§ Given instruction
Copy all records verbatim.
* BEGIN *
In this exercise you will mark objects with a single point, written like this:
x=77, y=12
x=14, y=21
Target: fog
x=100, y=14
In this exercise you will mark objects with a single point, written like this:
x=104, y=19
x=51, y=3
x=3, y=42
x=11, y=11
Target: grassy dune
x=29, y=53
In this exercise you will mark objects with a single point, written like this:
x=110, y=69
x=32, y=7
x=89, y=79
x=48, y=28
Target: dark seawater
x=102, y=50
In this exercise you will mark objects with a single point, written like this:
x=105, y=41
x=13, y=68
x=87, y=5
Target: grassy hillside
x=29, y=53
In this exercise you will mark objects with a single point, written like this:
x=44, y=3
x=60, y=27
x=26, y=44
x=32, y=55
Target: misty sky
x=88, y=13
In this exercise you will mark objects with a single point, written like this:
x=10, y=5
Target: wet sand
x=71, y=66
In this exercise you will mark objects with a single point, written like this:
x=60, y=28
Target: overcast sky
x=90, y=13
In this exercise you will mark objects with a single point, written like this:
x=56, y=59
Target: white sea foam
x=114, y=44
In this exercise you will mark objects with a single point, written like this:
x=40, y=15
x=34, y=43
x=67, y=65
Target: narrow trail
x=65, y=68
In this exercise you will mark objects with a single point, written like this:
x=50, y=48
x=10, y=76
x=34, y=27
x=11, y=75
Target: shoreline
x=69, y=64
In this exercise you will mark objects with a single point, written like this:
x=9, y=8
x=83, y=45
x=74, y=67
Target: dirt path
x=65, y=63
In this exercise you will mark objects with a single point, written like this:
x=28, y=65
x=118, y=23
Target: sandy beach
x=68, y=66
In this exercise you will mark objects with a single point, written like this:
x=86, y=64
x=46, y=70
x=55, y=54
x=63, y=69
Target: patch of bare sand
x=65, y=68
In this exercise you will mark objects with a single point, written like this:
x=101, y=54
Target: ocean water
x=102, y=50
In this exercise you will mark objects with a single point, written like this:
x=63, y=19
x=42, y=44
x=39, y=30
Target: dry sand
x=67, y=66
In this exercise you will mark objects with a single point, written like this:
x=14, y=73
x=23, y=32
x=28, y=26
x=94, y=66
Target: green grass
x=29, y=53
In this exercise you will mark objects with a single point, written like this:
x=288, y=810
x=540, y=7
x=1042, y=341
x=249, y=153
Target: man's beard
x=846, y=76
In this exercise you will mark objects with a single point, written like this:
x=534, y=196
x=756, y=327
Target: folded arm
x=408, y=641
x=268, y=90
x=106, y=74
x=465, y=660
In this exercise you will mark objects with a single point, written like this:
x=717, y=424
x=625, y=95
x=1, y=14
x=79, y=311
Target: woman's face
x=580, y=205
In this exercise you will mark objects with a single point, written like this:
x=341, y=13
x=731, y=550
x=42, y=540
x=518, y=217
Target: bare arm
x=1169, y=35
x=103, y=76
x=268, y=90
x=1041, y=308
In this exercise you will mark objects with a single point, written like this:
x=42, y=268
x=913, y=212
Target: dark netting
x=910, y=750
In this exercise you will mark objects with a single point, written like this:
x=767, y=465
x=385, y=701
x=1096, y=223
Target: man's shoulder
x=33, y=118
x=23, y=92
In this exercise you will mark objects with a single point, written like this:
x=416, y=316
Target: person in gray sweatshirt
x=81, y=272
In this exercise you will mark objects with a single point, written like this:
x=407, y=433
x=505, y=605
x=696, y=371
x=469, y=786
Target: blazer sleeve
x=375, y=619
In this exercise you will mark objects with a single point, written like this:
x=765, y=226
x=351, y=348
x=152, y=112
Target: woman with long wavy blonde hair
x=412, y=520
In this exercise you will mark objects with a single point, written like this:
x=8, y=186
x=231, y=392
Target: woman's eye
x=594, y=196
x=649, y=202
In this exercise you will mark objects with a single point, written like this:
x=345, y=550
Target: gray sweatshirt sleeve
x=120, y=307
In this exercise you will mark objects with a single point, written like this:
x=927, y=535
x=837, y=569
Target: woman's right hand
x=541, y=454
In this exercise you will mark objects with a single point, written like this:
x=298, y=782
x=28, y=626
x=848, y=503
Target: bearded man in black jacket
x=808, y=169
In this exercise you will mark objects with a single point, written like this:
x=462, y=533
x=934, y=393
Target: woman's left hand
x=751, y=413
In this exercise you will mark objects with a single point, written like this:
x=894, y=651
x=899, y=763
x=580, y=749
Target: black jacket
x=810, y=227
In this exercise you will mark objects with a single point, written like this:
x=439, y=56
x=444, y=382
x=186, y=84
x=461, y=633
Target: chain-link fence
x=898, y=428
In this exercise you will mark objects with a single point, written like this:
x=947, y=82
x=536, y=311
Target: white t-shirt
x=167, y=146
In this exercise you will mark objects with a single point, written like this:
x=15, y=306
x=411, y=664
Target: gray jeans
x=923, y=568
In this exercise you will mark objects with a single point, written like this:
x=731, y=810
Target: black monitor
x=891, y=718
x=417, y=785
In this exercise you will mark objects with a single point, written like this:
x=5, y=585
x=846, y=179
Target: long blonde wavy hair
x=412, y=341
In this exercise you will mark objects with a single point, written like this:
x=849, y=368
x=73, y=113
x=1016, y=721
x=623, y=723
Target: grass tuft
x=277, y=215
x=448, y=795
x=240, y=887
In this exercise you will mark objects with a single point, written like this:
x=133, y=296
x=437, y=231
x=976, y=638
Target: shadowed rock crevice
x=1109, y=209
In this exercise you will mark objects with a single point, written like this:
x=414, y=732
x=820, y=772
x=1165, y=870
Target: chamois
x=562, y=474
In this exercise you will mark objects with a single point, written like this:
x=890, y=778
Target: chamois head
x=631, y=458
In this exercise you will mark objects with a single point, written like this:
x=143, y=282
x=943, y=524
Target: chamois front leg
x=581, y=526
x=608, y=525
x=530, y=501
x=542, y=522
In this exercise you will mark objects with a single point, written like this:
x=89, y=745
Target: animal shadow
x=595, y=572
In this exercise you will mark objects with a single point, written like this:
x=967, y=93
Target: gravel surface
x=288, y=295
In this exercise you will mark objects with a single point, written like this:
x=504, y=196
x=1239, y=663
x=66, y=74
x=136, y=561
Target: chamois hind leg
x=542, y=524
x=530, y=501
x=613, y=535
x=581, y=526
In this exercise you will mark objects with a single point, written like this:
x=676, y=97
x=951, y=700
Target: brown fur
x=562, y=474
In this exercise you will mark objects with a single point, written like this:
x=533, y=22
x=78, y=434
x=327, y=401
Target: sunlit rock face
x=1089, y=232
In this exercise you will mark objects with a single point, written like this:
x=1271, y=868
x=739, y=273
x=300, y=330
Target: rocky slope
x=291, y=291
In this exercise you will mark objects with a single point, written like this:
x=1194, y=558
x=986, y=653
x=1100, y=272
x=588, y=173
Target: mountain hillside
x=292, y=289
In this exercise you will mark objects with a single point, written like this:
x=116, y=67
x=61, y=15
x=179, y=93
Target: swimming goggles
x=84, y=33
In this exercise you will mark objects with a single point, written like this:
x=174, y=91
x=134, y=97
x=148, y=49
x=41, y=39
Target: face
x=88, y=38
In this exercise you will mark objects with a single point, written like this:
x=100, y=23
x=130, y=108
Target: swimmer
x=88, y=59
* END *
§ The completed task
In this exercise you will mark objects with a single point, written like this:
x=77, y=12
x=14, y=21
Target: fog
x=100, y=14
In this exercise you will mark objects with a single point, written like this:
x=104, y=19
x=51, y=3
x=3, y=42
x=11, y=11
Target: grassy dune
x=29, y=53
In this exercise you will mark objects with a single point, written like this:
x=110, y=69
x=32, y=7
x=89, y=79
x=48, y=28
Target: dark seawater
x=102, y=50
In this exercise you will mark objects with a single point, written like this:
x=105, y=41
x=13, y=68
x=87, y=5
Target: grassy hillside
x=29, y=53
In this exercise you will mark objects with a single point, written like this:
x=44, y=3
x=60, y=27
x=26, y=44
x=32, y=55
Target: misty sky
x=88, y=13
In this exercise you will mark objects with a single point, written like this:
x=10, y=5
Target: wet sand
x=71, y=66
In this exercise you will mark objects with a single point, written like this:
x=60, y=28
Target: overcast sky
x=90, y=13
In this exercise you will mark objects with a single point, written like this:
x=56, y=59
Target: white sea foam
x=114, y=44
In this exercise you will mark objects with a single point, written like this:
x=40, y=15
x=34, y=43
x=67, y=65
Target: narrow trail
x=65, y=68
In this exercise you will mark objects with a single point, written like this:
x=50, y=48
x=10, y=76
x=34, y=27
x=11, y=75
Target: shoreline
x=69, y=64
In this exercise you will mark objects with a single point, written like this:
x=9, y=8
x=83, y=45
x=74, y=67
Target: dirt path
x=65, y=63
In this exercise you will mark objects with a single point, written like this:
x=28, y=65
x=118, y=23
Target: sandy beach
x=68, y=66
In this exercise you will mark objects with a single point, written like this:
x=86, y=64
x=46, y=70
x=55, y=54
x=63, y=69
Target: patch of bare sand
x=65, y=68
In this exercise you will mark objects with a single point, written like this:
x=101, y=54
Target: ocean water
x=102, y=50
In this exercise you will mark objects with a single point, written like this:
x=63, y=19
x=42, y=44
x=39, y=30
Target: dry sand
x=67, y=66
In this exercise you will mark objects with a single point, written like this:
x=14, y=73
x=23, y=32
x=28, y=26
x=94, y=66
Target: green grass
x=29, y=53
In this exercise you will mark objects with a single point, written like this:
x=288, y=810
x=540, y=7
x=1042, y=341
x=249, y=153
Target: man's beard
x=846, y=76
In this exercise you will mark objects with a single point, written like this:
x=534, y=196
x=756, y=327
Target: folded arm
x=408, y=641
x=268, y=90
x=106, y=74
x=465, y=660
In this exercise you will mark objects with a single point, written like this:
x=717, y=424
x=625, y=95
x=1, y=14
x=79, y=311
Target: woman's face
x=580, y=205
In this exercise you will mark objects with a single point, written like this:
x=341, y=13
x=731, y=550
x=42, y=540
x=518, y=217
Target: bare arm
x=1169, y=35
x=103, y=76
x=268, y=90
x=1041, y=308
In this exercise you will mark objects with a single point, written like this:
x=42, y=268
x=913, y=212
Target: dark netting
x=910, y=750
In this exercise you will mark objects with a single point, written like this:
x=767, y=465
x=385, y=701
x=1096, y=223
Target: man's shoulder
x=33, y=118
x=23, y=92
In this exercise you will mark objects with a single point, written like this:
x=416, y=316
Target: person in gray sweatshirt
x=81, y=272
In this exercise you will mark objects with a single point, written like this:
x=407, y=433
x=505, y=605
x=696, y=371
x=469, y=786
Target: blazer sleeve
x=375, y=619
In this exercise you will mark objects with a single point, written like this:
x=765, y=226
x=351, y=348
x=152, y=112
Target: woman with long wavy blonde hair
x=412, y=520
In this exercise you will mark objects with a single point, written like this:
x=8, y=186
x=231, y=392
Target: woman's eye
x=594, y=196
x=649, y=202
In this exercise you will mark objects with a single point, written like this:
x=345, y=550
Target: gray sweatshirt sleeve
x=120, y=307
In this exercise you will mark objects with a single point, written like this:
x=927, y=535
x=837, y=569
Target: woman's right hand
x=541, y=454
In this exercise you will mark objects with a single point, written like this:
x=298, y=782
x=28, y=626
x=848, y=503
Target: bearded man in black jacket
x=808, y=169
In this exercise you will mark objects with a single point, written like this:
x=462, y=533
x=934, y=393
Target: woman's left hand
x=751, y=413
In this exercise you will mark objects with a single point, written like this:
x=894, y=651
x=899, y=763
x=580, y=749
Target: black jacket
x=810, y=227
In this exercise you will mark objects with a single point, written like this:
x=439, y=56
x=444, y=382
x=186, y=84
x=461, y=633
Target: chain-link fence
x=898, y=428
In this exercise you will mark objects with a single point, written like this:
x=947, y=82
x=536, y=311
Target: white t-shirt
x=167, y=146
In this exercise you will mark objects with a single point, written like this:
x=15, y=306
x=411, y=664
Target: gray jeans
x=923, y=568
In this exercise you will mark objects with a single point, written like this:
x=731, y=810
Target: black monitor
x=891, y=718
x=417, y=785
In this exercise you will mark objects with a single point, written like this:
x=5, y=585
x=846, y=179
Target: long blonde wavy hair
x=412, y=341
In this exercise you will mark objects with a single point, written like this:
x=849, y=368
x=73, y=113
x=1016, y=721
x=623, y=723
Target: grass tuft
x=277, y=215
x=448, y=795
x=240, y=887
In this exercise you will mark objects with a single point, written like this:
x=133, y=296
x=437, y=231
x=976, y=638
Target: shadowed rock crevice
x=1109, y=209
In this exercise you will mark objects with a single point, written like this:
x=414, y=732
x=820, y=772
x=1165, y=870
Target: chamois
x=562, y=474
In this exercise you will mark objects with a single point, written like this:
x=890, y=778
Target: chamois head
x=631, y=458
In this exercise you will mark objects with a single point, written like this:
x=143, y=282
x=943, y=524
Target: chamois front leg
x=581, y=526
x=608, y=525
x=530, y=501
x=542, y=522
In this exercise you will mark objects with a single point, written like this:
x=89, y=745
Target: animal shadow
x=595, y=572
In this exercise you will mark objects with a single point, written like this:
x=967, y=93
Target: gravel surface
x=288, y=295
In this exercise you will mark objects with a single point, written like this:
x=504, y=196
x=1239, y=663
x=66, y=74
x=136, y=561
Target: chamois hind leg
x=542, y=524
x=530, y=501
x=613, y=535
x=581, y=526
In this exercise you will mark objects with a single point, written like this:
x=676, y=97
x=951, y=700
Target: brown fur
x=562, y=474
In this exercise you will mark objects with a single point, written like this:
x=533, y=22
x=78, y=434
x=327, y=401
Target: sunlit rock face
x=1089, y=232
In this exercise you will mark objects with a single point, written like this:
x=1271, y=868
x=739, y=273
x=300, y=330
Target: rocky slope
x=291, y=291
In this exercise you will mark objects with a single point, written like this:
x=1194, y=558
x=986, y=653
x=1100, y=272
x=588, y=173
Target: mountain hillside
x=292, y=289
In this exercise you will mark objects with a single point, written like this:
x=116, y=67
x=61, y=15
x=179, y=93
Target: swimming goggles
x=84, y=33
In this exercise you will mark objects with a single point, written like this:
x=174, y=91
x=134, y=97
x=148, y=49
x=41, y=39
Target: face
x=88, y=38
In this exercise you will mark objects with a single point, written like this:
x=100, y=23
x=130, y=108
Target: swimmer
x=88, y=59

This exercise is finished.